#### Excerpted passage

Roger Cohen: Sobriety, Herr Obama

The Obamania in Europe needs to be kept in check. There's too much work to be done.

Barack Obama will be speaking in Berlin on Thursday.
AP

Barack Obama will be speaking in Berlin on Thursday.

Barack Obama has already won the U.S. election by a landslide. In Europe, that is. Polls show the French putting the first African-American in the White House with 86 percent backing. Obamania is about as intense in Germany and Britain, the two other European countries the Senator will visit this week.

So you might ask why Obama’s bothering. He’s got this constituency sewn up. You might also ask why the passion of these European societies for a black man stands in such flagrant contrast to their reluctance to vote minorities into their own legislatures. Freud might have something to say.

I dropped by the Élysée Palace to get a fix on things. The food was shockingly awful — tired crudités, desiccated hake, pasty potato purée — but the Château Batailley 2001 was a beauty. Seems President Nicolas Sarkozy’s too busy for solids.

Everything’s hush-hush about Obama’s movements, but we do know he’ll be at the palace Friday for a 90-minute session with Sarkozy, followed by a press conference. That's a first: French leaders don’t do pressers with U.S. presidential candidates.

########
#### Supplied entries

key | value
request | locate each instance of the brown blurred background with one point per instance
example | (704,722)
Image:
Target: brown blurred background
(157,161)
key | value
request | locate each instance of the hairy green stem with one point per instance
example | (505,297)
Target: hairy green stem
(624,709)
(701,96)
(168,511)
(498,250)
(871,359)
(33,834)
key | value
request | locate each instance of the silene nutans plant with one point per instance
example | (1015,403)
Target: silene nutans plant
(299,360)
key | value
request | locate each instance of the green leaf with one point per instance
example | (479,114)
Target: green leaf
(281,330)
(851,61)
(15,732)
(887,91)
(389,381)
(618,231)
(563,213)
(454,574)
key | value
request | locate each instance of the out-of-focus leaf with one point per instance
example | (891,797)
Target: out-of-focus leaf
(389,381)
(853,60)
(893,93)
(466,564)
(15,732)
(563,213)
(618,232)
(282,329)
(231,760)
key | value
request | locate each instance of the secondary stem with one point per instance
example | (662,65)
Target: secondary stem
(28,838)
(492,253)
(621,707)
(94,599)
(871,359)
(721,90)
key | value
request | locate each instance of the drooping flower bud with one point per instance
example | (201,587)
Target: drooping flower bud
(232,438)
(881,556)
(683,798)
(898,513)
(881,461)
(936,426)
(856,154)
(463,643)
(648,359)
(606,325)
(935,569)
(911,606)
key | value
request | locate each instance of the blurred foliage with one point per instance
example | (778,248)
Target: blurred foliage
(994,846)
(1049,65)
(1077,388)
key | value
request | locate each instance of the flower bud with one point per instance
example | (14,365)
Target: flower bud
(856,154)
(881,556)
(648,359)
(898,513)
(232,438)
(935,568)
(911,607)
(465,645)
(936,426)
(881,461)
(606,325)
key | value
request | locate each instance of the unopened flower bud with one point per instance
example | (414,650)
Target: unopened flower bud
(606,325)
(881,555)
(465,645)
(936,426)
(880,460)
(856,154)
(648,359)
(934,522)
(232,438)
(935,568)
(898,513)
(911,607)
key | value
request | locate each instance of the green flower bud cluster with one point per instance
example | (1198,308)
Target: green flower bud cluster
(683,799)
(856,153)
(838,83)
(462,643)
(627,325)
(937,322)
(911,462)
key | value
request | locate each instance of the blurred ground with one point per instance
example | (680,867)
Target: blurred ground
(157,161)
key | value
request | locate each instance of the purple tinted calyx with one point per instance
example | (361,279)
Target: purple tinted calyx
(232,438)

########

**The exercise**
Carry the column on Obama's visit to Europe further, starting right after its last sentence. The records are material of their own and have no connection to the column on Obama's visit to Europe.

**Task response**
But Obama’s visit is also, or maybe principally, about European politics. Sarkozy gets a touch of the Obamaura. Think halos in Florentine Renaissance paintings. Such reflected glory can do no harm, as Sarkozy the opportunist knows well.

The two men already know each other thanks to Jean-David Levitte, then the French U.S. ambassador and now Sarkozy’s shrewd national security adviser. He arranged a meeting with Obama when Sarko showed up in Washington as interior minister in September 2006. They got along famously.

The bonhomie is nice, but there’s work to be done. Obama arrives in Europe at an all-change moment. A U.S. diplomat is attending (inconclusive) discussions with Iran; there’s White House talk of a “general time horizon” for withdrawing U.S. troops from Iraq; casualties in Afghanistan have risen above Iraqi levels in recent months; and Israel is holding indirect peace talks with Syria.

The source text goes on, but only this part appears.